_SHORT EXERCISE_
Substitute "outline" for every "mark" in the records, starting at their beginning and ending at the line containing "[0,822,498,1270]", inclusive, and rewrite that span with nothing else changed. Leave the pictures out of the answer.

_INPUT DATA_
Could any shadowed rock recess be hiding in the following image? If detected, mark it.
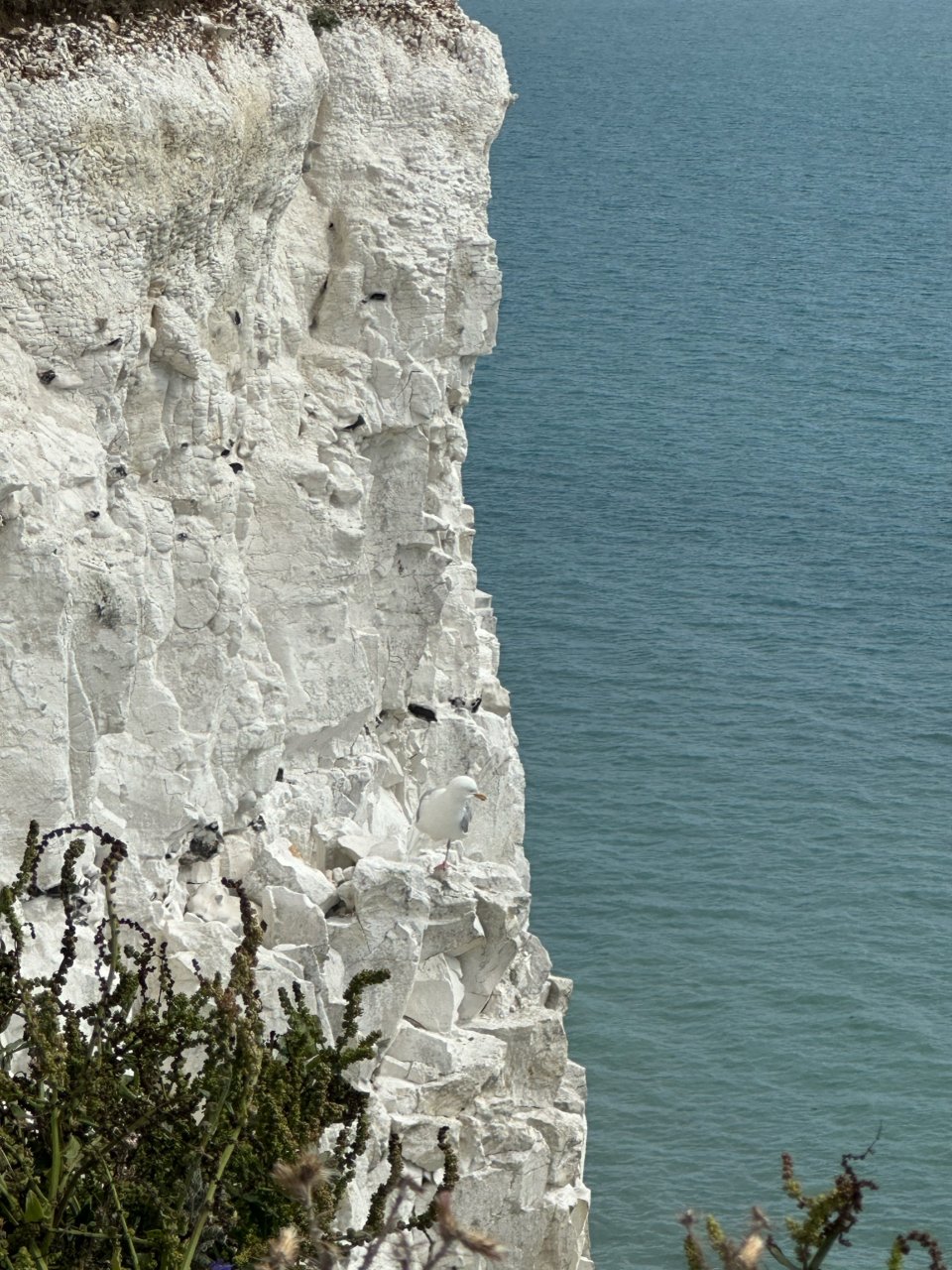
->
[0,0,590,1270]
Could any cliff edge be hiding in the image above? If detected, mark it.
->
[0,0,590,1270]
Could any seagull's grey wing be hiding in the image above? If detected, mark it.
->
[414,790,436,825]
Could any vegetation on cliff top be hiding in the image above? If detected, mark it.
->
[0,822,498,1270]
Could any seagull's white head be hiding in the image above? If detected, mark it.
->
[447,776,486,803]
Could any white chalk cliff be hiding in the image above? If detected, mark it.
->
[0,0,590,1270]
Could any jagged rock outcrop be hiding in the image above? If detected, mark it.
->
[0,3,588,1270]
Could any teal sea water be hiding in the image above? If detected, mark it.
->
[464,0,952,1270]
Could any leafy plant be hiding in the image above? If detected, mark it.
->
[0,822,389,1270]
[307,4,340,36]
[680,1140,947,1270]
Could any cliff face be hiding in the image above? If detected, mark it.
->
[0,4,588,1270]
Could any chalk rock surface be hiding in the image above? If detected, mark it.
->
[0,0,590,1270]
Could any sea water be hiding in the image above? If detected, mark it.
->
[464,0,952,1270]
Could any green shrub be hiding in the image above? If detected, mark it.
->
[307,4,340,36]
[0,823,399,1270]
[680,1135,947,1270]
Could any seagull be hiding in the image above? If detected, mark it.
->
[416,776,486,869]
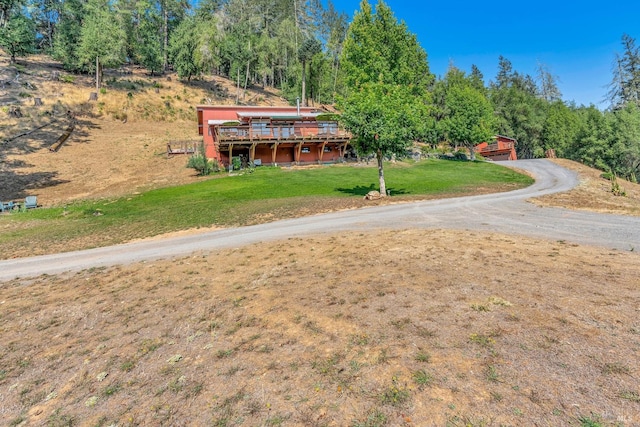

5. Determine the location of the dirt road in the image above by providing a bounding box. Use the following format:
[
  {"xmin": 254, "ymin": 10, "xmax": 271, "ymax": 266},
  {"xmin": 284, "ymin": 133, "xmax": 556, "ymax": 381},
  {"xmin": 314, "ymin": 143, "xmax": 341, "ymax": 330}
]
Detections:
[{"xmin": 0, "ymin": 160, "xmax": 640, "ymax": 281}]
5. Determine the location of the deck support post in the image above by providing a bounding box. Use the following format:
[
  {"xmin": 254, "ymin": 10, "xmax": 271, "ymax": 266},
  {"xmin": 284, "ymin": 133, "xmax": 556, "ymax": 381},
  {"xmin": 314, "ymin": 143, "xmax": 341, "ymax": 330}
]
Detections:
[
  {"xmin": 271, "ymin": 142, "xmax": 278, "ymax": 166},
  {"xmin": 293, "ymin": 142, "xmax": 302, "ymax": 165},
  {"xmin": 249, "ymin": 142, "xmax": 258, "ymax": 166},
  {"xmin": 318, "ymin": 141, "xmax": 327, "ymax": 165}
]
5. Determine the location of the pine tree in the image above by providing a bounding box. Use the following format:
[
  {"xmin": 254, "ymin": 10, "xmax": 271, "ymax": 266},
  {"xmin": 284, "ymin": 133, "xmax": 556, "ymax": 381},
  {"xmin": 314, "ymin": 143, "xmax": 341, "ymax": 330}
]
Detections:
[{"xmin": 0, "ymin": 13, "xmax": 36, "ymax": 62}]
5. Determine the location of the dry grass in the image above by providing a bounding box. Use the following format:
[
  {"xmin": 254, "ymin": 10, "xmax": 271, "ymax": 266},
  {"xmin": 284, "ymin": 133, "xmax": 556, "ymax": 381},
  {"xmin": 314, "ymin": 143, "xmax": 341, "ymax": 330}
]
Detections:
[
  {"xmin": 0, "ymin": 230, "xmax": 640, "ymax": 426},
  {"xmin": 533, "ymin": 159, "xmax": 640, "ymax": 216}
]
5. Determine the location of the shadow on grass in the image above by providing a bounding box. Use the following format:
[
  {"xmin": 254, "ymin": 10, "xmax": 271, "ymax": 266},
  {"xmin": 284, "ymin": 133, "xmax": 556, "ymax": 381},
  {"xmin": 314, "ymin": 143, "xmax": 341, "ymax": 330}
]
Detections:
[{"xmin": 336, "ymin": 184, "xmax": 409, "ymax": 197}]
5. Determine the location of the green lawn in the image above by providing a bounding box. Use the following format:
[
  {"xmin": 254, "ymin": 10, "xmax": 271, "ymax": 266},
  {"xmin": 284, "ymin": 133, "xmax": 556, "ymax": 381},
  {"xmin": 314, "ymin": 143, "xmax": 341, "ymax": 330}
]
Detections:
[{"xmin": 0, "ymin": 160, "xmax": 532, "ymax": 256}]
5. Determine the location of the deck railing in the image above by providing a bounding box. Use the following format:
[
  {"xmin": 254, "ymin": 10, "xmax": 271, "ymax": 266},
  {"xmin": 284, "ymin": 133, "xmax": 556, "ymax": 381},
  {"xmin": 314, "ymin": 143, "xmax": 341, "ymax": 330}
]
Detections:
[
  {"xmin": 482, "ymin": 142, "xmax": 513, "ymax": 153},
  {"xmin": 214, "ymin": 125, "xmax": 351, "ymax": 142}
]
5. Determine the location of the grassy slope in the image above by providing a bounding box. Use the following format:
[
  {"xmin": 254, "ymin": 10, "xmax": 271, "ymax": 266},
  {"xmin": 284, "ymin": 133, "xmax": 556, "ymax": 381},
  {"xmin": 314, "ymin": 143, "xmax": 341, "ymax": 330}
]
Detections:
[{"xmin": 0, "ymin": 160, "xmax": 531, "ymax": 256}]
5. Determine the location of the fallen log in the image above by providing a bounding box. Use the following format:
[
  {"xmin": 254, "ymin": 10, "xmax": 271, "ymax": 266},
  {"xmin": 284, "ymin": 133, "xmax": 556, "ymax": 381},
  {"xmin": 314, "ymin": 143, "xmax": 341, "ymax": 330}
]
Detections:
[
  {"xmin": 49, "ymin": 123, "xmax": 76, "ymax": 153},
  {"xmin": 2, "ymin": 119, "xmax": 58, "ymax": 143}
]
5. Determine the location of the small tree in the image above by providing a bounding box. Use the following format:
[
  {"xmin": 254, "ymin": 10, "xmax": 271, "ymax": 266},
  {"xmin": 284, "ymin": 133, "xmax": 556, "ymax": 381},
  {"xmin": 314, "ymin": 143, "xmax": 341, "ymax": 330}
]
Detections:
[
  {"xmin": 0, "ymin": 14, "xmax": 36, "ymax": 63},
  {"xmin": 442, "ymin": 85, "xmax": 494, "ymax": 160},
  {"xmin": 169, "ymin": 17, "xmax": 200, "ymax": 81},
  {"xmin": 341, "ymin": 0, "xmax": 433, "ymax": 196},
  {"xmin": 298, "ymin": 39, "xmax": 322, "ymax": 106},
  {"xmin": 341, "ymin": 83, "xmax": 428, "ymax": 196}
]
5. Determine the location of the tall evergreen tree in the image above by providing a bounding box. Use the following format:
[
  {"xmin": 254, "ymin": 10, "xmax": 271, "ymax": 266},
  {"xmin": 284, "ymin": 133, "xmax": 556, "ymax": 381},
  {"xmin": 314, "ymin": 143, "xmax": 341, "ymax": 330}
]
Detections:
[
  {"xmin": 0, "ymin": 13, "xmax": 36, "ymax": 62},
  {"xmin": 607, "ymin": 34, "xmax": 640, "ymax": 109}
]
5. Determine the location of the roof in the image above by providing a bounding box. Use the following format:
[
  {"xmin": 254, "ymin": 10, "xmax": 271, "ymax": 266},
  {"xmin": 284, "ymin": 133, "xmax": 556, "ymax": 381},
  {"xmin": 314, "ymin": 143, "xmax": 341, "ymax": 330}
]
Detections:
[
  {"xmin": 237, "ymin": 110, "xmax": 322, "ymax": 120},
  {"xmin": 207, "ymin": 120, "xmax": 240, "ymax": 125}
]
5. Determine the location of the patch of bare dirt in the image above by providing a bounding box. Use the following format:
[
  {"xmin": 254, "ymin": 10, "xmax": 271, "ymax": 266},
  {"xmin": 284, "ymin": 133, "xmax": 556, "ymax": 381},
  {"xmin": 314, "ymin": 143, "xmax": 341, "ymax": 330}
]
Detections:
[
  {"xmin": 0, "ymin": 230, "xmax": 640, "ymax": 426},
  {"xmin": 0, "ymin": 52, "xmax": 285, "ymax": 206},
  {"xmin": 533, "ymin": 159, "xmax": 640, "ymax": 216}
]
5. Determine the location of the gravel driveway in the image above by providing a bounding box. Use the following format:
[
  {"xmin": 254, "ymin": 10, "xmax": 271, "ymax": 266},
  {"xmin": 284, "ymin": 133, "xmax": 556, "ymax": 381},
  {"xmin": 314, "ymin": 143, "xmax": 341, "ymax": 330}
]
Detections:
[{"xmin": 0, "ymin": 160, "xmax": 640, "ymax": 281}]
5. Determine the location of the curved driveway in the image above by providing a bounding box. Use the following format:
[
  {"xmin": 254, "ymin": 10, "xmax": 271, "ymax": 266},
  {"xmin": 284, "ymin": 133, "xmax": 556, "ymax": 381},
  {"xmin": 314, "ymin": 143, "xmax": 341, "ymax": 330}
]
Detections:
[{"xmin": 0, "ymin": 160, "xmax": 640, "ymax": 281}]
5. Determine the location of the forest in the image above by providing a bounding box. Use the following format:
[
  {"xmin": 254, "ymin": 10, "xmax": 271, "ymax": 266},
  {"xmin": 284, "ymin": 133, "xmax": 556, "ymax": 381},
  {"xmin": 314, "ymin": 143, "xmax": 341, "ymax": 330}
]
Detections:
[{"xmin": 0, "ymin": 0, "xmax": 640, "ymax": 182}]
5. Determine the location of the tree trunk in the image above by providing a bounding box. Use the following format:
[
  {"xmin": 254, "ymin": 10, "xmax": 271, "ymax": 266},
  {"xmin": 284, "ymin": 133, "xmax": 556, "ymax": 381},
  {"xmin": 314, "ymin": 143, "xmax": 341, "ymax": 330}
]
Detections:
[
  {"xmin": 162, "ymin": 4, "xmax": 169, "ymax": 71},
  {"xmin": 469, "ymin": 144, "xmax": 476, "ymax": 162},
  {"xmin": 376, "ymin": 150, "xmax": 387, "ymax": 197}
]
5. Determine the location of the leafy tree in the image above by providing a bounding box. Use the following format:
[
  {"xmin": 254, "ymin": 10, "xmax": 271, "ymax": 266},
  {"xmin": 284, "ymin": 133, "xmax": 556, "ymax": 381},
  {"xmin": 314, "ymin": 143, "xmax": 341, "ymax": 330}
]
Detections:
[
  {"xmin": 0, "ymin": 13, "xmax": 36, "ymax": 62},
  {"xmin": 443, "ymin": 84, "xmax": 494, "ymax": 161},
  {"xmin": 341, "ymin": 83, "xmax": 428, "ymax": 196},
  {"xmin": 157, "ymin": 0, "xmax": 190, "ymax": 70},
  {"xmin": 469, "ymin": 64, "xmax": 487, "ymax": 94},
  {"xmin": 489, "ymin": 56, "xmax": 547, "ymax": 159},
  {"xmin": 30, "ymin": 0, "xmax": 63, "ymax": 52},
  {"xmin": 169, "ymin": 17, "xmax": 200, "ymax": 80},
  {"xmin": 541, "ymin": 101, "xmax": 580, "ymax": 157},
  {"xmin": 0, "ymin": 0, "xmax": 21, "ymax": 28},
  {"xmin": 341, "ymin": 0, "xmax": 434, "ymax": 95},
  {"xmin": 568, "ymin": 105, "xmax": 612, "ymax": 171},
  {"xmin": 607, "ymin": 103, "xmax": 640, "ymax": 182},
  {"xmin": 53, "ymin": 0, "xmax": 86, "ymax": 71},
  {"xmin": 132, "ymin": 2, "xmax": 164, "ymax": 75},
  {"xmin": 341, "ymin": 0, "xmax": 433, "ymax": 196},
  {"xmin": 298, "ymin": 39, "xmax": 322, "ymax": 106},
  {"xmin": 78, "ymin": 0, "xmax": 126, "ymax": 70}
]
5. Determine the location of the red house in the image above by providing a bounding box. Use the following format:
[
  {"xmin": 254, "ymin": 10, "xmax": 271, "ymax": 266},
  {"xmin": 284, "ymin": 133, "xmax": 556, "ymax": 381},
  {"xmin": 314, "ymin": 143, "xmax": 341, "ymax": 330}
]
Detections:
[
  {"xmin": 476, "ymin": 135, "xmax": 518, "ymax": 160},
  {"xmin": 196, "ymin": 105, "xmax": 351, "ymax": 167}
]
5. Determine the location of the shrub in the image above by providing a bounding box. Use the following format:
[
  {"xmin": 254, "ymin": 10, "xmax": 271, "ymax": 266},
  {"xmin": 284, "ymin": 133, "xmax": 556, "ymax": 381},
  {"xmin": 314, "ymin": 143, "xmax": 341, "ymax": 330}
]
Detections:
[{"xmin": 187, "ymin": 144, "xmax": 220, "ymax": 176}]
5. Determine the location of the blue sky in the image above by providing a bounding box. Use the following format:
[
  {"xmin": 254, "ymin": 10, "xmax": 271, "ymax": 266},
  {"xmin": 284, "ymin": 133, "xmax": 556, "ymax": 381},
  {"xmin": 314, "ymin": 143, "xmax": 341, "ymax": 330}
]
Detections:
[{"xmin": 332, "ymin": 0, "xmax": 640, "ymax": 109}]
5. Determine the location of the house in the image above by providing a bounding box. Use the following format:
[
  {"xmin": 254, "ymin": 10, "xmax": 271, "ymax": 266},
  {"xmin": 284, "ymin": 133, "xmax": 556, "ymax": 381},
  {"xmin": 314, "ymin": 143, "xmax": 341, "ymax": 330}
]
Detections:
[
  {"xmin": 196, "ymin": 105, "xmax": 351, "ymax": 168},
  {"xmin": 476, "ymin": 135, "xmax": 518, "ymax": 160}
]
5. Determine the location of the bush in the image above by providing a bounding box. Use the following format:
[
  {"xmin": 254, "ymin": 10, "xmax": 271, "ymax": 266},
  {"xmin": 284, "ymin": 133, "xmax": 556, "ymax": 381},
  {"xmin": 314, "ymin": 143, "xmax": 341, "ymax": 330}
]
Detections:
[
  {"xmin": 453, "ymin": 150, "xmax": 469, "ymax": 161},
  {"xmin": 600, "ymin": 172, "xmax": 614, "ymax": 181}
]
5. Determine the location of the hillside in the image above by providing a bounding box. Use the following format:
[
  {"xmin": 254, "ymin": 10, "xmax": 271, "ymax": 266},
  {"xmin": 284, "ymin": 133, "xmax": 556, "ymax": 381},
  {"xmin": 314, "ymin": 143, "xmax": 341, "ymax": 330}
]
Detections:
[
  {"xmin": 0, "ymin": 58, "xmax": 640, "ymax": 427},
  {"xmin": 0, "ymin": 55, "xmax": 286, "ymax": 206}
]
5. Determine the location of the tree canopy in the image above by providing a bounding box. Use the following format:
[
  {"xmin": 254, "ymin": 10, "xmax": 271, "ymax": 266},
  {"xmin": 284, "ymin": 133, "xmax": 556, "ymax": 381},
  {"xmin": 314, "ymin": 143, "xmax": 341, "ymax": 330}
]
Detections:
[
  {"xmin": 342, "ymin": 0, "xmax": 432, "ymax": 196},
  {"xmin": 0, "ymin": 0, "xmax": 640, "ymax": 179}
]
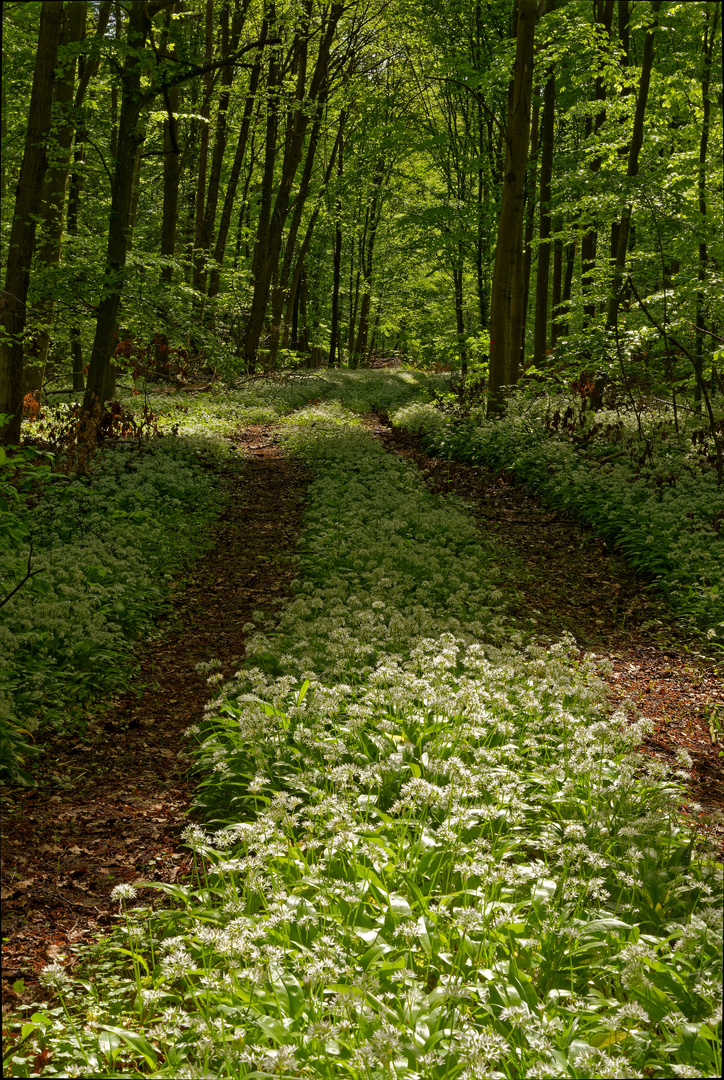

_ANSWER_
Could any shadowed rock recess be hiding in the following image? If detected, outline it.
->
[0,0,590,1270]
Could any cliff edge be hiding in the image above? If detected, outline it.
->
[0,0,590,1270]
Could any seagull's grey wing be hiding in the image above? If detected, outline it.
->
[414,790,436,825]
Could any vegetation on cliff top be hiding in the image above? If detected, outline it.
->
[0,822,498,1270]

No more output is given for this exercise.